What the exercise asks
What you return must be the full data, repeated verbatim, with no pictures in it.

Dataset records
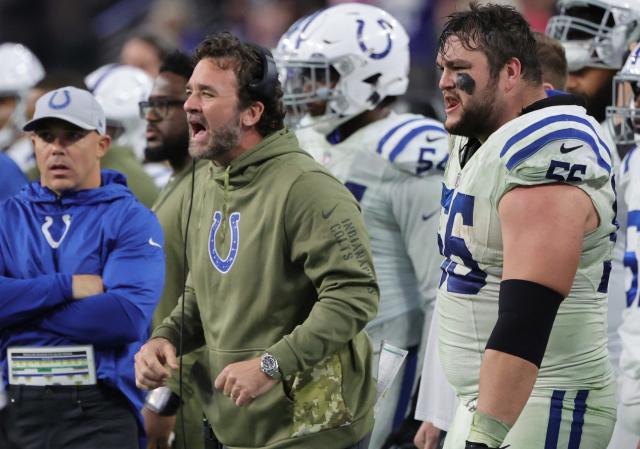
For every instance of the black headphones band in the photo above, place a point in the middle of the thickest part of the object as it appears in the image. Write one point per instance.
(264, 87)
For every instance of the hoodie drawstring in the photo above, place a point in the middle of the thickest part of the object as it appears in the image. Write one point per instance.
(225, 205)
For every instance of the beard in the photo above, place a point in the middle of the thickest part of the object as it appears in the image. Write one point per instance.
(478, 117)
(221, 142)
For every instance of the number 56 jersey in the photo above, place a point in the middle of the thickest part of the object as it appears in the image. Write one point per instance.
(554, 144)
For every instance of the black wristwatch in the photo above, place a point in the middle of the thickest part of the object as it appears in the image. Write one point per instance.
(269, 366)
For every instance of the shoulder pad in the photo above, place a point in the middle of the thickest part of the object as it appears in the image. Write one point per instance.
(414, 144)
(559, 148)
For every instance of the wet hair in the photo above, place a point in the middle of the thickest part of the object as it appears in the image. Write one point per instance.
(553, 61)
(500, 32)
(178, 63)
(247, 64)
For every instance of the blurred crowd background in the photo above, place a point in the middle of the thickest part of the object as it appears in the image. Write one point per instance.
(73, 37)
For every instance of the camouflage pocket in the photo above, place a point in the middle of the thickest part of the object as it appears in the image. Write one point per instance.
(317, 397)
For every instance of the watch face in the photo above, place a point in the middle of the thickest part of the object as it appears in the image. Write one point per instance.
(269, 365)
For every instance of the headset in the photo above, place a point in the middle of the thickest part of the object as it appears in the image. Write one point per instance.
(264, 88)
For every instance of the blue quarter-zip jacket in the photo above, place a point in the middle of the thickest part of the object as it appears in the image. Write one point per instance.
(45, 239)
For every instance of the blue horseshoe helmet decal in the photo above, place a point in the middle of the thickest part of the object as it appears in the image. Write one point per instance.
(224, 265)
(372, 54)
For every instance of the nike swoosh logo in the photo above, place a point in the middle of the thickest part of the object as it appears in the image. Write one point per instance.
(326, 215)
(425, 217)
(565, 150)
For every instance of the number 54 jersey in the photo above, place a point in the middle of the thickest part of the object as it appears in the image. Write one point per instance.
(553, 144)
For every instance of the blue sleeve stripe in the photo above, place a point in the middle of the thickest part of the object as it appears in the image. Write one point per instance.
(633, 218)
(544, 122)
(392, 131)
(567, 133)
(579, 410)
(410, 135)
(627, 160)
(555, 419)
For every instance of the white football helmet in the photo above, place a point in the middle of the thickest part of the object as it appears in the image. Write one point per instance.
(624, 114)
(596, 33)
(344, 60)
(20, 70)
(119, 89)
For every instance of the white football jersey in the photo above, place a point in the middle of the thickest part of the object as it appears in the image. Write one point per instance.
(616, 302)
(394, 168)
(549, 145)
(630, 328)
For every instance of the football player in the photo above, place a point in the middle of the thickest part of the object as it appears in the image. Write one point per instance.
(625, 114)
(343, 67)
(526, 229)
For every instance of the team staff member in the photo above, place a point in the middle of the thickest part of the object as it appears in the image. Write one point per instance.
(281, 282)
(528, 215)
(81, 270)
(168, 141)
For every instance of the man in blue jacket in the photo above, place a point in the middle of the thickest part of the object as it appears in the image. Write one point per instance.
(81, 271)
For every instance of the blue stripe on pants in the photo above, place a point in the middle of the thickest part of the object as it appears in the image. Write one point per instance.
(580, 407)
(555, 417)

Answer box
For every instance of the black headphones band in the photo above, place a point in the middle of the thickest part of the object as it appears in the image. Write one point per instance.
(264, 87)
For every instance of the hoodie drawstring in the photo above, place a point in the middle of the thickest part of the object as it appears in the image. Write one point per instance.
(225, 205)
For every instance of the beard in the photo above, place a point in the middle of the thickest part of the object as it appears in the image. Write one point per instance.
(478, 117)
(221, 142)
For every instance of the number 56 jersey in the photo above, place a point in the middle of the thickest part of the object as it appears in the image. Write one point per instance.
(554, 144)
For every instance of the black wristwatch in the photo above, place a point in the middle of the thickest part of the object as it appears in the image. Write one point per instance.
(269, 366)
For every instance of the shoulder pad in the photo above, place a point in the middle of the thickest part of the object as it appears in the image. Write one point per instance.
(414, 144)
(559, 148)
For every instance of the wet hair in the photo above, place a point in the middle of the thickest part of the object as it appears in the image. Write one point per instance.
(553, 61)
(500, 32)
(178, 63)
(247, 64)
For every instance of the blurred crowd background in the photo above, place a point in the middle of the thickest part of the object as it appears in the image. Write one point per instance.
(73, 37)
For every instance of the camouflage pocket in the photo above, place a point in the middle of the thickest part of the object as it appears in the image. Write one point per instance.
(317, 397)
For every instance of the watch face in the photo above, place a point in the middle of the thickest part of the object as it appears in the image. Write one point per instance.
(269, 365)
For every instance of the headset in the photo above, place a point in the middle of the thickest part of the object as it appears in the image. Write one point per instance.
(264, 88)
For every instance of the blue quarter-zip jacket in the photo above, place a point in the middle of the thickest part of the object as it appears in the image. Write one point per instance.
(45, 239)
For every instance of the blue horseshoe helmet decal in the photo above, place a point in the middle of the thickest part of the object as it appears in the image. Write one point per instance.
(224, 265)
(372, 54)
For every instance of the nike swoosh logo in the photo above, place a point in the middle of the thickest part of the object as it appears in the image. Write one point per instance.
(326, 215)
(425, 217)
(565, 150)
For every instance of the number 54 jersey in the photo above, place a point in the middle of the thickest part of the object as it appears in the image. Write one point per instance.
(553, 144)
For every instance of the blue sleeve stripe in the photo above, place a point in the middle of the thickest part of the object as it appears in the image. Write one point per instance.
(633, 218)
(544, 122)
(392, 131)
(567, 133)
(579, 410)
(410, 135)
(627, 160)
(555, 419)
For every instance of the white football helmet in the photo above, place a point in the middle of the thickest part of the object as it appears in the image. Write one point per instance.
(624, 114)
(596, 33)
(344, 60)
(20, 70)
(119, 89)
For every instance of the white football jersey in the photo above, place a point in the middle of the thickest part of the object as it appears in the image. Write one point per instance.
(616, 302)
(394, 168)
(549, 145)
(630, 328)
For every instance of the football player in the photo above, place a point in the middle of the thickest part of the object as it appears in the image. Write one point per instance.
(625, 114)
(343, 67)
(526, 229)
For every instance of the team staff member in the photo above, place a point in the middle of the thickest part of the object as it appears in the image. Write one point per instance.
(281, 282)
(528, 215)
(81, 270)
(168, 141)
For every instance of the man in blue jacket in the photo above, place a point in the middle of the thickest part of the object as it appears in the image. Write one point per instance.
(81, 271)
For every instance of the blue stripe on pants in the photo above, place a point in the middle of the thickest part of the object as it appears in the image. Write one point per instance.
(580, 407)
(555, 417)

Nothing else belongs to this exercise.